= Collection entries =
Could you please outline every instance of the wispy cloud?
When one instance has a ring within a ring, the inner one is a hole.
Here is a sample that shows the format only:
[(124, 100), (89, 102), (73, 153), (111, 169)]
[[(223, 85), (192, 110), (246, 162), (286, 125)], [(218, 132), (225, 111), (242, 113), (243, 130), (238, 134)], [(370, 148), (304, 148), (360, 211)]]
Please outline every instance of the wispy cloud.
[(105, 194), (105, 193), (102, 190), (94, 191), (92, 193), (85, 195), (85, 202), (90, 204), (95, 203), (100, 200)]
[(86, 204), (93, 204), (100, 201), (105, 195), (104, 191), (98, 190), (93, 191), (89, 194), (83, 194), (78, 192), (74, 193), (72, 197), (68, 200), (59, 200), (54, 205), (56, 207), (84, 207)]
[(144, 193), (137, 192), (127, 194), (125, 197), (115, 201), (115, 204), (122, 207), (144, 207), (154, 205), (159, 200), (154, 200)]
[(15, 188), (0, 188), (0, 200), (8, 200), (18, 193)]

==

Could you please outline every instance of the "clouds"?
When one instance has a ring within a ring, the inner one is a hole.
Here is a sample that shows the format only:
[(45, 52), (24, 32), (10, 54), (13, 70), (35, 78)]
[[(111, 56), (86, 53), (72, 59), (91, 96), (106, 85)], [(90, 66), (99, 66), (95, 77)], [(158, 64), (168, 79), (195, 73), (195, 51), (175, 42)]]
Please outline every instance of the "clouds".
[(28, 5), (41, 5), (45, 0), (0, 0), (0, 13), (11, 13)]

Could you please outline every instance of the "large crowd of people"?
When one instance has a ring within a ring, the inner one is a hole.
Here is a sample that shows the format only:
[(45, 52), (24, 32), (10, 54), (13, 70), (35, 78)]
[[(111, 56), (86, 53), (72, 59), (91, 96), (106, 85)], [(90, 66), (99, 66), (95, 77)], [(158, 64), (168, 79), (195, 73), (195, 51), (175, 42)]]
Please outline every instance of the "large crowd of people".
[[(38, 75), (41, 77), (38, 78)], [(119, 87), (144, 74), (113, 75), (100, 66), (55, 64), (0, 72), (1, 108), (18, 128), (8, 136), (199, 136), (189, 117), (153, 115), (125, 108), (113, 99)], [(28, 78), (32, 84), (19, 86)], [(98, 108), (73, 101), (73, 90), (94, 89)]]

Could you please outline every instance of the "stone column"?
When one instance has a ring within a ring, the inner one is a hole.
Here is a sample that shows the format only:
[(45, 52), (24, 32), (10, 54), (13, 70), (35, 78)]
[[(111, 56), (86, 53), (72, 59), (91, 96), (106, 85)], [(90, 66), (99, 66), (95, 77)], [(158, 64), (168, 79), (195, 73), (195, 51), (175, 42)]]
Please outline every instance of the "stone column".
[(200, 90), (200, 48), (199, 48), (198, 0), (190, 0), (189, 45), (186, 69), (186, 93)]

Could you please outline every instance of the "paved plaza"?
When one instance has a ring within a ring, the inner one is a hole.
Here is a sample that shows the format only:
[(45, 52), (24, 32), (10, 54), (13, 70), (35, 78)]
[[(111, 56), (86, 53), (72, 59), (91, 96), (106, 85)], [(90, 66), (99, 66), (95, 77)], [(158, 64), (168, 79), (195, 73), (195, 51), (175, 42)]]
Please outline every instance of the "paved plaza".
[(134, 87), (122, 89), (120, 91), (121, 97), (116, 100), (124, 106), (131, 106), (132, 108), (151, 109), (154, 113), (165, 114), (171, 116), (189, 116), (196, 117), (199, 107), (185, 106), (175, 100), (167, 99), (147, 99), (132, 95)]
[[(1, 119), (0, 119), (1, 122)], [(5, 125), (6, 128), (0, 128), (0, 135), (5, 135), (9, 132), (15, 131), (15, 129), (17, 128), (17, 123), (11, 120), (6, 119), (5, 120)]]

==

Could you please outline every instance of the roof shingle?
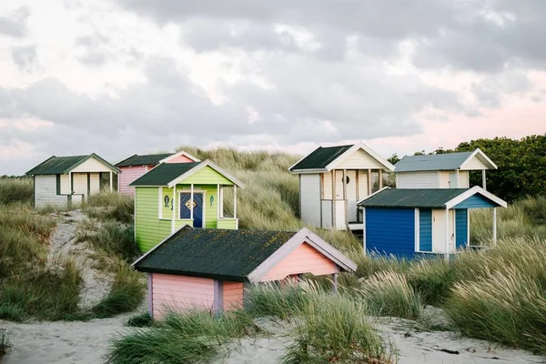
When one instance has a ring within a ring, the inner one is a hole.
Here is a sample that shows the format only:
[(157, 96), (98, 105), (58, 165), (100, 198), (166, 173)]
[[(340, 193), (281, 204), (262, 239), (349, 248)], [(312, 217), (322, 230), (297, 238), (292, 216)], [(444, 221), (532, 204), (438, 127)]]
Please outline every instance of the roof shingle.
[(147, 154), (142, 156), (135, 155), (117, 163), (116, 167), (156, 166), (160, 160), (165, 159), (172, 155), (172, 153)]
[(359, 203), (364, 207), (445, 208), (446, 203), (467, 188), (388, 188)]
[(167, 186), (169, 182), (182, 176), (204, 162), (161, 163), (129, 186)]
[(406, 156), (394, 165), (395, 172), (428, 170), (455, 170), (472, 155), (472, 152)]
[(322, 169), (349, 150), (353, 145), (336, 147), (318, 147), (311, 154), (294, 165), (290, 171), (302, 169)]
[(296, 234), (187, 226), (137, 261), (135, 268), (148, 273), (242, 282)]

= WHAT IS REQUIRED =
Rewrite the rows from the line containing "Could you please outline every instance of the wispy" through the line containing "207), (84, 207)]", both ends included, keeping the requests and increasing every coordinate in the answers by 118 while leaving the format samples unchanged. Reproduce only that stretch.

= OUTPUT OF THE TASK =
Could you please outline every instance of the wispy cloud?
When one instance has a ring within a ring, the inner one is a hole.
Here is a sample that shows the format only:
[(124, 100), (89, 102), (73, 153), (111, 169)]
[[(223, 85), (192, 110), (246, 162), (286, 125)], [(218, 132), (225, 111), (242, 113), (243, 130), (238, 134)], [(370, 148), (304, 148), (360, 211)]]
Please outline every instance of the wispy cloud.
[(223, 312), (223, 311), (220, 308), (212, 309), (210, 311), (203, 313), (203, 320), (208, 322), (213, 321), (218, 318)]
[(204, 322), (211, 322), (218, 319), (223, 313), (222, 309), (216, 308), (211, 309), (207, 312), (201, 312), (196, 310), (192, 311), (190, 315), (186, 318), (177, 318), (172, 323), (174, 325), (202, 325)]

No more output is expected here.